┌────────
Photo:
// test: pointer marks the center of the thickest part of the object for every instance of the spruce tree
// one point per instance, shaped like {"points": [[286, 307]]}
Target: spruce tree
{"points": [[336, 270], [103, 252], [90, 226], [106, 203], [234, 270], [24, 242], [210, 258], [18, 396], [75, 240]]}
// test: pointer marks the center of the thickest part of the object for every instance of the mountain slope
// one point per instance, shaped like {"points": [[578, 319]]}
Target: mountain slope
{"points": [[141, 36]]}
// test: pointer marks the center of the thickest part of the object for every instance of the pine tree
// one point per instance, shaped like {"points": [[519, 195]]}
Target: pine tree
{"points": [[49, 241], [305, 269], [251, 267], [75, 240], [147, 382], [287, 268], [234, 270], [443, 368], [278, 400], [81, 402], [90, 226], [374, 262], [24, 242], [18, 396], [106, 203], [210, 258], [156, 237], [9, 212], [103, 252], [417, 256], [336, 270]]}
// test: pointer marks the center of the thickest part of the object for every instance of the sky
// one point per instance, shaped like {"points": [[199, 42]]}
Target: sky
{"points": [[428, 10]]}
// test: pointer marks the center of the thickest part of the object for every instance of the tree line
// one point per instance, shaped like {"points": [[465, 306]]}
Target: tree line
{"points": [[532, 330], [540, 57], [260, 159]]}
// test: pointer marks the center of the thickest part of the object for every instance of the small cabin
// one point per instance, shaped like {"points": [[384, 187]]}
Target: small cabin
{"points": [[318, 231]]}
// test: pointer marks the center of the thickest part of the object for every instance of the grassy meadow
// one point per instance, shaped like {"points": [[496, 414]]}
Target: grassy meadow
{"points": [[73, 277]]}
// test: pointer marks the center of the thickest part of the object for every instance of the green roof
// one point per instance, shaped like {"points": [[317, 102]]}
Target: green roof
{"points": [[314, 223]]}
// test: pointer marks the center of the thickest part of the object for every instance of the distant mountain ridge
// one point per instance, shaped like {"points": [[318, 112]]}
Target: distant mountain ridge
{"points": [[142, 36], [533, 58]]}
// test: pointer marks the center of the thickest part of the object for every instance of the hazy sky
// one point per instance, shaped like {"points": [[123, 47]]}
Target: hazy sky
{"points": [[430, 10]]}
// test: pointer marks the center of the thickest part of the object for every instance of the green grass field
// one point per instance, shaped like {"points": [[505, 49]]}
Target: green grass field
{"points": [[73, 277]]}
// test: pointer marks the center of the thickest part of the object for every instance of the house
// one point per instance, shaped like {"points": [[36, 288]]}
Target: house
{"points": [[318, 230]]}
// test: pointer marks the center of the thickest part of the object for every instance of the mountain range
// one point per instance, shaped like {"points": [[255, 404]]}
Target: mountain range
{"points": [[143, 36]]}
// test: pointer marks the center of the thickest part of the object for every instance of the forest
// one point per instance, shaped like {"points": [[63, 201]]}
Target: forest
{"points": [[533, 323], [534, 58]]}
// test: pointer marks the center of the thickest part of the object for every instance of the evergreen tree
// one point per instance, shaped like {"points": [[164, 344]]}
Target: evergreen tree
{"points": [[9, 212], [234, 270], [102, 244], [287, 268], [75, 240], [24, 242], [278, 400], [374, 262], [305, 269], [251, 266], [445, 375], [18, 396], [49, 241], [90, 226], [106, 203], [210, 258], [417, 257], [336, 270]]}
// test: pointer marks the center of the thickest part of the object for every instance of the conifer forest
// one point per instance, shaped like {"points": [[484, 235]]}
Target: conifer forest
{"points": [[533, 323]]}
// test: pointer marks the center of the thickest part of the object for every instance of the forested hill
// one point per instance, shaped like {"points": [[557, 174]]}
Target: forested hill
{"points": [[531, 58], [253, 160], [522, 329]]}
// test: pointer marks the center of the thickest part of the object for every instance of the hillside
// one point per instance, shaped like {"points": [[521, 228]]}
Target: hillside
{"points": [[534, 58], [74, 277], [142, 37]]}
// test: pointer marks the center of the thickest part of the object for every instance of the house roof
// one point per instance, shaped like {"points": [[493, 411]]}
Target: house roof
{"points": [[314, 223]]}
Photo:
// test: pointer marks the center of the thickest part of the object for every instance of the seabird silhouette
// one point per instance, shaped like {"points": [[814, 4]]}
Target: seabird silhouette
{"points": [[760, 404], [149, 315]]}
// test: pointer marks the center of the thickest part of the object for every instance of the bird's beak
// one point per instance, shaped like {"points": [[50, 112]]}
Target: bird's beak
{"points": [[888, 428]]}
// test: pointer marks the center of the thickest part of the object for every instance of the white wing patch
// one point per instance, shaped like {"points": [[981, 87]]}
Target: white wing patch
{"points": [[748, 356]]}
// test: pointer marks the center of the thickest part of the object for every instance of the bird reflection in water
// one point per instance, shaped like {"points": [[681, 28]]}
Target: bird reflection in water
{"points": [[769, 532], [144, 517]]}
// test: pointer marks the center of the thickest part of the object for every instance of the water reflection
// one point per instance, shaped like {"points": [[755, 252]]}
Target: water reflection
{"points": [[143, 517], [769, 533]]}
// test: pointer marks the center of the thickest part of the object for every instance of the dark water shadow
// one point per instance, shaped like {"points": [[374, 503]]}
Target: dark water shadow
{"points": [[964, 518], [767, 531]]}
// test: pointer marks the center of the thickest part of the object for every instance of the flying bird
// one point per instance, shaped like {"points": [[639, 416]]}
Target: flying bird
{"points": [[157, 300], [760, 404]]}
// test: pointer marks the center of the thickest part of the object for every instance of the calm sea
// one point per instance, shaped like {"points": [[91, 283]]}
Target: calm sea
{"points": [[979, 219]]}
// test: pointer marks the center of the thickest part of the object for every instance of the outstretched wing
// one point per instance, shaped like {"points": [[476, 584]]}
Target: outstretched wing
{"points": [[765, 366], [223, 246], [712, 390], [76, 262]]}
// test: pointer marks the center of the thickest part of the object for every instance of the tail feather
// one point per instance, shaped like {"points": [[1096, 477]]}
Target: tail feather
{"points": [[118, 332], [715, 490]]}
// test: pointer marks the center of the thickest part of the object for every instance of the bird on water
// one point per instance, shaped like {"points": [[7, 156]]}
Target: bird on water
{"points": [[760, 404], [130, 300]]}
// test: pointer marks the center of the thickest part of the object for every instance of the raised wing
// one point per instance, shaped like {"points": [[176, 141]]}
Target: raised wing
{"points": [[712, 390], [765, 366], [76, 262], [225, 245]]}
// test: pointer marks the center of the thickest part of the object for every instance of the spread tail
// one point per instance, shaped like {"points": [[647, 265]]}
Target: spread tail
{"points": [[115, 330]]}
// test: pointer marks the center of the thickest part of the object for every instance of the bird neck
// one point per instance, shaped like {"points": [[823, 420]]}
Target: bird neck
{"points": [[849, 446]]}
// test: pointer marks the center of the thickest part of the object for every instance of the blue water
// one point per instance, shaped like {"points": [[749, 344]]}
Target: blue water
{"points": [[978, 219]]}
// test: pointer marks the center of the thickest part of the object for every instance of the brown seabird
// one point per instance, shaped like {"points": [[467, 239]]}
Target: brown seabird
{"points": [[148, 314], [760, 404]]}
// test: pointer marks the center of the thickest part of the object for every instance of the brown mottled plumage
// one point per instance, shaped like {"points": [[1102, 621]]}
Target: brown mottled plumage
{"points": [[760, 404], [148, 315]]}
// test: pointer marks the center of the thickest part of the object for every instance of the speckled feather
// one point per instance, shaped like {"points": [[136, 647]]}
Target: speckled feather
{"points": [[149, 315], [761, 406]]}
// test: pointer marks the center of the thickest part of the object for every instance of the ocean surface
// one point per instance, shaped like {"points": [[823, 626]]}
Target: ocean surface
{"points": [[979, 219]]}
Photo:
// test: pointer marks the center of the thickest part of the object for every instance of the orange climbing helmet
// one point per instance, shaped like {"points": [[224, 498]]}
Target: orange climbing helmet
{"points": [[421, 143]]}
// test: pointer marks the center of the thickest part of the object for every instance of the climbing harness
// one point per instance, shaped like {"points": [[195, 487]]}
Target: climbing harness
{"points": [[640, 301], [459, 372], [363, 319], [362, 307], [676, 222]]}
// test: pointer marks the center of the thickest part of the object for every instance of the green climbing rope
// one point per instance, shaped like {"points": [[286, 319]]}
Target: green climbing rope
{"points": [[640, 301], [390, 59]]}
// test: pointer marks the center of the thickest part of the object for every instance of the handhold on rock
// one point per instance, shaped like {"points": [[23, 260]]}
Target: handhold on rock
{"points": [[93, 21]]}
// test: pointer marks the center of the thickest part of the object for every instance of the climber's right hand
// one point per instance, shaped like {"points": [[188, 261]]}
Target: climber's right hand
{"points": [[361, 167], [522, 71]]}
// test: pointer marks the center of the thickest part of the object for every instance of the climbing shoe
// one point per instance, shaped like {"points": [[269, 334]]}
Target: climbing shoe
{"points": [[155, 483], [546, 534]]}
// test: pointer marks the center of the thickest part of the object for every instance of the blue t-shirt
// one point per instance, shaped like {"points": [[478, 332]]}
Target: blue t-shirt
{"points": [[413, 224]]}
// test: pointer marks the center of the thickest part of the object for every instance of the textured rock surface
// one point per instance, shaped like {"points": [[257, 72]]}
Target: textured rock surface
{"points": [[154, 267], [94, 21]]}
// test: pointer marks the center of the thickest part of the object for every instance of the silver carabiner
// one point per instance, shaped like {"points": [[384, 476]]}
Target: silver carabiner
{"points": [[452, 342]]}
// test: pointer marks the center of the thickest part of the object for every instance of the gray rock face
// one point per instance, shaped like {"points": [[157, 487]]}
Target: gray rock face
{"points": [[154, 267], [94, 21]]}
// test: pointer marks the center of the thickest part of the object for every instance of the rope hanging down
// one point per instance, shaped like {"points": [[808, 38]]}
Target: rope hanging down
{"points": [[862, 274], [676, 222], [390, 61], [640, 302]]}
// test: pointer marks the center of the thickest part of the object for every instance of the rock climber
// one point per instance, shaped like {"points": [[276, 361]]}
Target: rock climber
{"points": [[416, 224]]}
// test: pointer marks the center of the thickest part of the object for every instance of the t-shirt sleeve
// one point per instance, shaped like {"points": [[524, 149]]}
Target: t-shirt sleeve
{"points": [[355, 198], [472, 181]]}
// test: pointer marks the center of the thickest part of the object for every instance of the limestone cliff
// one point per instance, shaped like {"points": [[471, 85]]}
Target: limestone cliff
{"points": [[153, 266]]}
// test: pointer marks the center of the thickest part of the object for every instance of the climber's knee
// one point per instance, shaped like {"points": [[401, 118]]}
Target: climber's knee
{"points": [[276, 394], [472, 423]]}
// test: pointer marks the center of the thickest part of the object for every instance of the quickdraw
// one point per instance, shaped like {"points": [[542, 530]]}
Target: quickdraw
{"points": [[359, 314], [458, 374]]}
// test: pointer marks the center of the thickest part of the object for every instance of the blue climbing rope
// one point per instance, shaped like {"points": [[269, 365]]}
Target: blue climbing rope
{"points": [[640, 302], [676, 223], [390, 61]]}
└────────
Exercise aim: Reproduce verbatim every line from the one containing "the blue climbing rope" through the last line of the entries, including both of those lines.

Task result:
// test: pointer marks the center of the thickest part of the object for every instance of the blue climbing rope
// one point per instance, shaped like {"points": [[269, 365]]}
Target: blue climbing rope
{"points": [[640, 302], [676, 223], [390, 61]]}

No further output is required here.